Supplied data -
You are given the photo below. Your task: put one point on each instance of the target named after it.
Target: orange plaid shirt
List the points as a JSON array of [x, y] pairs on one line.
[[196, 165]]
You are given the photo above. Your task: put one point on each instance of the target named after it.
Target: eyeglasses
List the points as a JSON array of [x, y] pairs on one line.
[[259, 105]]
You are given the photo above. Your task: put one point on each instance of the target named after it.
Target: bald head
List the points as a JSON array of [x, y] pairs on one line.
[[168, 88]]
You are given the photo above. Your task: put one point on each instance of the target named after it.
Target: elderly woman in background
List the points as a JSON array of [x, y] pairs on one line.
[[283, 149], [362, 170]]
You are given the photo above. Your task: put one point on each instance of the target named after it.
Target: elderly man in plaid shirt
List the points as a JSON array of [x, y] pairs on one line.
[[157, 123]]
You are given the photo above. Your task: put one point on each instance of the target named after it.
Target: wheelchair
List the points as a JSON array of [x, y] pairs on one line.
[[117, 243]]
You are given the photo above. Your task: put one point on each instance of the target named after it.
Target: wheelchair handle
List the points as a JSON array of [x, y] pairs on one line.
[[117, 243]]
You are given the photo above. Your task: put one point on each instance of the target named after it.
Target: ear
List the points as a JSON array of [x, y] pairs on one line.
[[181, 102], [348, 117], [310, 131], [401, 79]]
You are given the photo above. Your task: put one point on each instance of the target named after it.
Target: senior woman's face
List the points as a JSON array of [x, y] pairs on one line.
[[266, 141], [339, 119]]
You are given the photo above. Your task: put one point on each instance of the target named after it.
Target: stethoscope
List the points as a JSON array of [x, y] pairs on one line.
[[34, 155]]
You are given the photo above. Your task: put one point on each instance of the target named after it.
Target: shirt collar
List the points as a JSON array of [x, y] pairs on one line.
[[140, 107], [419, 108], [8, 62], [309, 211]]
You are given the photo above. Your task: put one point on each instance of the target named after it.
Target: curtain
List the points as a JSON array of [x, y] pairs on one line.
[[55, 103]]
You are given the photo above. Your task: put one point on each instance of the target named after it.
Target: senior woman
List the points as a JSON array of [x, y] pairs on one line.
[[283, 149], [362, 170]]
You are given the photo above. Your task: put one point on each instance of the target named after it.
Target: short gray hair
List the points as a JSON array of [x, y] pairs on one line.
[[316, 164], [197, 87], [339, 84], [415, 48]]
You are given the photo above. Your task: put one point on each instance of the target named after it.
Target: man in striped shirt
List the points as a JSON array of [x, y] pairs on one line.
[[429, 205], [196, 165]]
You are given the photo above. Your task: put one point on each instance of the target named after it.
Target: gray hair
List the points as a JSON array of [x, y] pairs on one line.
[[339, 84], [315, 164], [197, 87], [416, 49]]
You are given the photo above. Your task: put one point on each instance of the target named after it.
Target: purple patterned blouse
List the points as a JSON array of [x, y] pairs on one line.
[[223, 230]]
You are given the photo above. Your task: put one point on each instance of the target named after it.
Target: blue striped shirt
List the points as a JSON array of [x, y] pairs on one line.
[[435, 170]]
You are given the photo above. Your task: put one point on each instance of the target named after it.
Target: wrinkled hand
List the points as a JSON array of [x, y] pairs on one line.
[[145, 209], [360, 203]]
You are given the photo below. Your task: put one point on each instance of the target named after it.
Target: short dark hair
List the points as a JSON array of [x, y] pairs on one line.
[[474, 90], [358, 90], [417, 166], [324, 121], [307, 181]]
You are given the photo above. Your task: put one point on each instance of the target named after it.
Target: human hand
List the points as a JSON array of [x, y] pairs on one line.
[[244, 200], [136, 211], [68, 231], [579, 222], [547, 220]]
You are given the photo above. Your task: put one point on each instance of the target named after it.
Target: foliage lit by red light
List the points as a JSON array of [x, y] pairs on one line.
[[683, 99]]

Short exercise - Retype the entries exactly, including every line.

Worked solution -
You are given the photo below. Your task: put one point on each instance of the target named after it.
Target: orange plaid shirt
List the points as a JSON array of [x, y] pairs on one line.
[[196, 165]]
You are given the photo above. Your task: put one point on each instance of the target named after it.
Target: eyeglasses
List the points as a JSON array of [x, y] pairs on one line.
[[259, 105]]
You are given the photo above. Your task: put one point on each instance of the target named after it.
Target: bald head
List the points as a JSON array of [x, y] pairs on one line.
[[168, 88]]
You are given the photo above. Your task: put one point on each instance of the target named after it.
Target: elderly woman in background
List the points as a JSON array of [x, y] pairs on one line.
[[283, 149], [362, 170]]
You are given the photo above. Your task: put one point on each instance of the target named after it.
Target: elderly man in plaid shirt
List the points as a JSON array of [x, y] pairs on one line.
[[157, 123]]
You are given the photo above. Your task: put one point on each instance of the target named after it.
Target: wheelchair
List the points as a JSON array of [x, y] pairs on one line.
[[117, 243]]
You are given the photo above. Your task: put one point on each instance of the target named after it.
Target: wheelchair handle
List the points as a JSON array of [x, y] pairs on one line.
[[117, 243]]
You are given the photo above. Your task: put one point on each instance of the target named after it.
Target: ear
List the points as a JSON array of [x, y] pairs on one line.
[[181, 102], [348, 117], [310, 131], [401, 79]]
You are given the photo above. Your task: put one point on each instance of the target named after it.
Target: senior woman's face
List the points as a JSON array of [x, y] pairs on one line.
[[266, 141], [339, 119]]
You are given the photo above. Your task: put one point on each instance of the target named after it.
Target: stethoscope
List the points as a JSON array of [x, y] pairs on one line.
[[34, 155]]
You are given the photo above. Your task: put one point on each instance of the target named after it.
Target: shirt collar
List the points as a JSON array of [x, y] pairs on one line.
[[140, 107], [419, 108], [8, 62], [309, 211]]
You are given the photo above. Your task: put one point on each instance of the target named after it.
Target: curtain
List the points as a JSON array of [x, y] pairs on one line.
[[55, 103]]
You are given the photo above. Your task: put one point on each instance of the target named after it.
Target: senior woman
List the points as a JSON array of [x, y] pairs on one line.
[[283, 149], [362, 170]]
You are given the photo above. Your task: put one point on each instance of the target named after it.
Target: short gray hair
List the points as a JSON array of [x, y] pairs on one line.
[[316, 164], [197, 87], [339, 84], [415, 48]]
You are given the photo above. Your task: put one point on each instance of the target named after it.
Target: man in striped shirt
List the points as a JSON array of [x, y] pairs on one line.
[[429, 205], [196, 165]]
You are given the photo above. Your task: put one point on each instance of the target named after it.
Target: gray hair
List the points as a JSON array of [x, y] pairs on one line.
[[339, 84], [315, 164], [197, 87], [416, 49]]
You are given the photo above. Your task: put one point on each instance of the target named after it.
Target: purple patterned blouse
List the points as a JSON array of [x, y] pairs on one line.
[[223, 230]]
You are given the photo above. Your task: put one point on each instance of the target named after it.
Target: blue striped shirt
List the points as a JSON array of [x, y] pairs on one line.
[[435, 170]]
You are given the photo above. Your task: put one point on each instance of the target named after it.
Target: wrinkled hand
List the points as a JSON array of [x, y] pairs on one line.
[[145, 209], [360, 203]]
You are given the photo below. Your task: put one point on each instance of the target named after it.
Target: short dark hair
List the points as a JSON array of [x, y] pairs on one line.
[[474, 90], [358, 90], [417, 166], [324, 121], [307, 181]]
You are given the photo above. Your task: put one point on each instance of the target named after it.
Target: human hand
List the points as a JSON array of [x, y] pairs on one line.
[[244, 200], [136, 211], [68, 231], [579, 222], [547, 220]]
You are given the photo above. Your task: put one point on each instance of the target named after it.
Target: foliage lit by red light
List the points as a JSON array of [x, y] pairs on one line.
[[683, 99]]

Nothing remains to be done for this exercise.